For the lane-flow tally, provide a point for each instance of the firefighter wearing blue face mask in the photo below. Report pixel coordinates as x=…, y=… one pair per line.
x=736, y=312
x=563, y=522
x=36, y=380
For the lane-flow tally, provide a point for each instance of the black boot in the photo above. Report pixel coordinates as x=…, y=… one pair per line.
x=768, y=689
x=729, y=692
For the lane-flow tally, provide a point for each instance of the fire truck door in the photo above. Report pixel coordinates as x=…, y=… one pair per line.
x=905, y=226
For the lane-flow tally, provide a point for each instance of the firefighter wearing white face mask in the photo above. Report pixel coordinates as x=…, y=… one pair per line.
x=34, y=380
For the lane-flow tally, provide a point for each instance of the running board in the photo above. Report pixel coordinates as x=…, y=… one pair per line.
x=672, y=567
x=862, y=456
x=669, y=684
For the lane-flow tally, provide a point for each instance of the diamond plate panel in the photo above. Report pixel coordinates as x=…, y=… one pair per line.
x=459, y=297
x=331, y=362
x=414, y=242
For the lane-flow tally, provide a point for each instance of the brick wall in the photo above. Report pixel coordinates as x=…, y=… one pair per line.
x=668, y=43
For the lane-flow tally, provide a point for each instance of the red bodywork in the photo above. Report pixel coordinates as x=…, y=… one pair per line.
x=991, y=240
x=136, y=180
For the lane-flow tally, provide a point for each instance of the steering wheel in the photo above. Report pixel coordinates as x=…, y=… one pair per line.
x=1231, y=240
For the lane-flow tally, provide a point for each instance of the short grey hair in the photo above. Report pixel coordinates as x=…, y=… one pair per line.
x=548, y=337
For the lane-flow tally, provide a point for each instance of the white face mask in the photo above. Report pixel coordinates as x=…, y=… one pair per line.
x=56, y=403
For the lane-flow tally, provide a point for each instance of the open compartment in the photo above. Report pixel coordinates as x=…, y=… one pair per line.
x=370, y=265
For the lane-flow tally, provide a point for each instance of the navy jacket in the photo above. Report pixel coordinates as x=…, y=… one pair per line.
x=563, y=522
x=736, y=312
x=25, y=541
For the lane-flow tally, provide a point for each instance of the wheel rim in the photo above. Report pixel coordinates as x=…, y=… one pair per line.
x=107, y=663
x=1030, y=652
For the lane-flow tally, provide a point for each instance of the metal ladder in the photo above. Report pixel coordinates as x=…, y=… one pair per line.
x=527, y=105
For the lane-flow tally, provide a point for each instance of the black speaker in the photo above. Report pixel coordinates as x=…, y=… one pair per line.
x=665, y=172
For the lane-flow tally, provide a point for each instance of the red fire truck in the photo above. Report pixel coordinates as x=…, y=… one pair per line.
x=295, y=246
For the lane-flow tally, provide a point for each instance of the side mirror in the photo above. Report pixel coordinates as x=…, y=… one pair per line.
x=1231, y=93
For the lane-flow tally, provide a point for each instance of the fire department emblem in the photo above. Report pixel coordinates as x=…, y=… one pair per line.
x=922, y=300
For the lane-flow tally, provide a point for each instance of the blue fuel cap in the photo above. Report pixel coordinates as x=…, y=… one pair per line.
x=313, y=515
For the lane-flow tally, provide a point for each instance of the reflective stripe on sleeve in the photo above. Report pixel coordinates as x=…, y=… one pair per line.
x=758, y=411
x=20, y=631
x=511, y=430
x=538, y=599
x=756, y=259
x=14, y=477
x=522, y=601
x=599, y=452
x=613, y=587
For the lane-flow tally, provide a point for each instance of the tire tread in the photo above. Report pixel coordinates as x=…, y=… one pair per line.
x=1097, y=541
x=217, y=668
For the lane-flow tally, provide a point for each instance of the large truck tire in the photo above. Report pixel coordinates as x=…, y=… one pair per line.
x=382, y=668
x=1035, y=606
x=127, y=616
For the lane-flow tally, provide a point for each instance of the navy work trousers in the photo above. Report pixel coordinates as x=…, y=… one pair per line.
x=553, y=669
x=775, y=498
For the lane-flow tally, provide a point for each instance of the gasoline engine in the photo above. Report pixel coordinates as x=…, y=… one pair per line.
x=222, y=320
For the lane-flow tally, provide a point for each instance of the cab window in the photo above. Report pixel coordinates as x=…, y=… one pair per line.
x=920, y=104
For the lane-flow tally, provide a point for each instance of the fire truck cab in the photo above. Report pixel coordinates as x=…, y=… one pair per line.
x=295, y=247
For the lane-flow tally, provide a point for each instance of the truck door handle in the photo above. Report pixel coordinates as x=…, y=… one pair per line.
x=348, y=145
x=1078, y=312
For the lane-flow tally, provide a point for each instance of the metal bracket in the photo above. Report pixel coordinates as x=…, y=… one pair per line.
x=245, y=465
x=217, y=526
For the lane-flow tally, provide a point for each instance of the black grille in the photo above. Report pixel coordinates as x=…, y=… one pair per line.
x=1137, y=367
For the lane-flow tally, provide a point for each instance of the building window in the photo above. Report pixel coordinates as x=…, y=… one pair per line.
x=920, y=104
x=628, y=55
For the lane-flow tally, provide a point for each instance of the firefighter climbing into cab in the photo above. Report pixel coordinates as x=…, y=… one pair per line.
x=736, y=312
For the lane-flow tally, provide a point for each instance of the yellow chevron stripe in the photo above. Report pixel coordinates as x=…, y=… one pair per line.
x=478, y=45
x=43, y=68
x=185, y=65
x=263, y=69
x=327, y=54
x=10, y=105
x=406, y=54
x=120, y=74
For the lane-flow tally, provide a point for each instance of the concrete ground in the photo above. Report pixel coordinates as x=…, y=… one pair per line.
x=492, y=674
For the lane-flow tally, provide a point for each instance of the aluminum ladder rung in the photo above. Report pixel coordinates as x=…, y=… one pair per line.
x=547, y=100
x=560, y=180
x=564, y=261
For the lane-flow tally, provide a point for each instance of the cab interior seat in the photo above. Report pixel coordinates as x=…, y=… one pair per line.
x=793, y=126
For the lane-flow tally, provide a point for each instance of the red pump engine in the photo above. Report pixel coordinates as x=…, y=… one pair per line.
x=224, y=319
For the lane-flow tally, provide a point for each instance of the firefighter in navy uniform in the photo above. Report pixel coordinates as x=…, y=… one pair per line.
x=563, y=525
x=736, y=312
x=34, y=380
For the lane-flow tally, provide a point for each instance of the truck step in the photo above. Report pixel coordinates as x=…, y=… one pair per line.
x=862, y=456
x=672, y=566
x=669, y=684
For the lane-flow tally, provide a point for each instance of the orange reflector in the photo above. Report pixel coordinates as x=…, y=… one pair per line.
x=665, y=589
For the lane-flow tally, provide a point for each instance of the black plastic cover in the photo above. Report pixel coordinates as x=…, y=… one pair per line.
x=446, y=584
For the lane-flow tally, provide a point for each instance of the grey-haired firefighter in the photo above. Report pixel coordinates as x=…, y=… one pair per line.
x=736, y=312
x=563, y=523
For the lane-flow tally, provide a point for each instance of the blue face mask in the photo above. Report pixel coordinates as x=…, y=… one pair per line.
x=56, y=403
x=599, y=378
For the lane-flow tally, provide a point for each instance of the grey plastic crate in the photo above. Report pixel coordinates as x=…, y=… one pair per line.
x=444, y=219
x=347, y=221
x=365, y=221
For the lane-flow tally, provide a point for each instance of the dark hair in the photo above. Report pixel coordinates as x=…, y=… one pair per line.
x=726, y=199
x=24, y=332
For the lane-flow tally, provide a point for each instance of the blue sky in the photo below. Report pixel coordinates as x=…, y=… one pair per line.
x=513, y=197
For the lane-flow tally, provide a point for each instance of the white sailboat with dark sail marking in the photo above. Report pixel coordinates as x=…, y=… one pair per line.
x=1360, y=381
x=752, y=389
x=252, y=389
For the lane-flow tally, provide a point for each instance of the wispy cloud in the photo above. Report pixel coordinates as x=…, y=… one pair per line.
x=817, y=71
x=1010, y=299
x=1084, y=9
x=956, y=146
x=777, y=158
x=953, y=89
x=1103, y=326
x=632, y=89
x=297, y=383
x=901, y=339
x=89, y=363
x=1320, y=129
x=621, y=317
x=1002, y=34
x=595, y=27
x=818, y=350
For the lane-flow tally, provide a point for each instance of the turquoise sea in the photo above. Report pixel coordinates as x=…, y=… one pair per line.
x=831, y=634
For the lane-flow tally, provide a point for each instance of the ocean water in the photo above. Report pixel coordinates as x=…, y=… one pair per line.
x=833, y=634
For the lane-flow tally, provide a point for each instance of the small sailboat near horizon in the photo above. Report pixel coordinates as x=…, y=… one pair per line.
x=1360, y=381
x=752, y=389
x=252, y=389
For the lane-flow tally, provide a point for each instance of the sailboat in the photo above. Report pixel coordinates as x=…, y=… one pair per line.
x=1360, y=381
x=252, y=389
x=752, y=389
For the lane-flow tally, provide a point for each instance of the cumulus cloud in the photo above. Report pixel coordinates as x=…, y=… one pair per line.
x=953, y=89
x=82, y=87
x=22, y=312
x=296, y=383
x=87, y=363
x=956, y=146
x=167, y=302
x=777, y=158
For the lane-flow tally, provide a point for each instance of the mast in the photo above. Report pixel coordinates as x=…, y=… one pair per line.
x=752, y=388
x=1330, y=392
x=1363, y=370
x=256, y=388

──────────────────────────────

Convert everything in the records from the first line down through the line containing "x=370, y=265" into a Markdown table with the columns Row and Line. Number each line in Row, put its text in Line, and leave out blank lines.

EXPECTED ANSWER:
| Row | Line |
|---|---|
| 1 | For the lane-flow tally, provide a point for each instance of the firefighter wearing blue face mask in the photo below. Report pixel coordinates as x=…, y=… one pair per line. |
| 2 | x=736, y=312 |
| 3 | x=563, y=522 |
| 4 | x=36, y=380 |
| 5 | For the lane-flow tally, provide a point for each instance of the black boot in the photo above. Report pixel coordinates as x=…, y=… one pair per line. |
| 6 | x=768, y=689 |
| 7 | x=729, y=692 |
| 8 | For the lane-flow tally, provide a point for each instance of the fire truck door in the photo above. Report pixel coordinates as x=…, y=… one pair per line. |
| 9 | x=905, y=226 |
| 10 | For the lane-flow tally, provide a point for each instance of the firefighter wearing white face mask in the photo above. Report pixel coordinates as x=…, y=… one pair per line. |
| 11 | x=34, y=380 |
| 12 | For the lane-flow tally, provide a point for each instance of the running board in the photo above. Report pixel coordinates as x=…, y=… one pair per line. |
| 13 | x=672, y=567 |
| 14 | x=862, y=456 |
| 15 | x=669, y=684 |
| 16 | For the lane-flow tally, provide a point for each instance of the diamond plate panel in the photo above. Report pixel coordinates as x=…, y=… one pair per line. |
| 17 | x=459, y=297 |
| 18 | x=331, y=362 |
| 19 | x=414, y=242 |
| 20 | For the lane-flow tally, provide a point for each instance of the brick wall in the photo above. Report pixel coordinates as x=…, y=… one pair per line. |
| 21 | x=668, y=43 |
| 22 | For the lane-flow tally, provide a point for each instance of the red bodywork in the photo above. Report pixel coordinates as x=…, y=… one pair per line. |
| 23 | x=991, y=240 |
| 24 | x=136, y=180 |
| 25 | For the lane-flow tally, provide a point for each instance of the steering wheel in the photo above. Report pixel coordinates as x=…, y=… one pair per line. |
| 26 | x=1231, y=240 |
| 27 | For the lane-flow tally, provide a point for each instance of the short grey hair in the photo above. Report pixel coordinates as x=…, y=… one pair per line. |
| 28 | x=548, y=337 |
| 29 | For the lane-flow tally, provide a point for each instance of the white face mask in the photo above. Report pixel coordinates as x=…, y=… one pair per line. |
| 30 | x=56, y=403 |
| 31 | For the lane-flow tally, provide a point for each instance of the open compartment in the photo above. Report pixel coordinates as x=…, y=… one pair per line. |
| 32 | x=370, y=265 |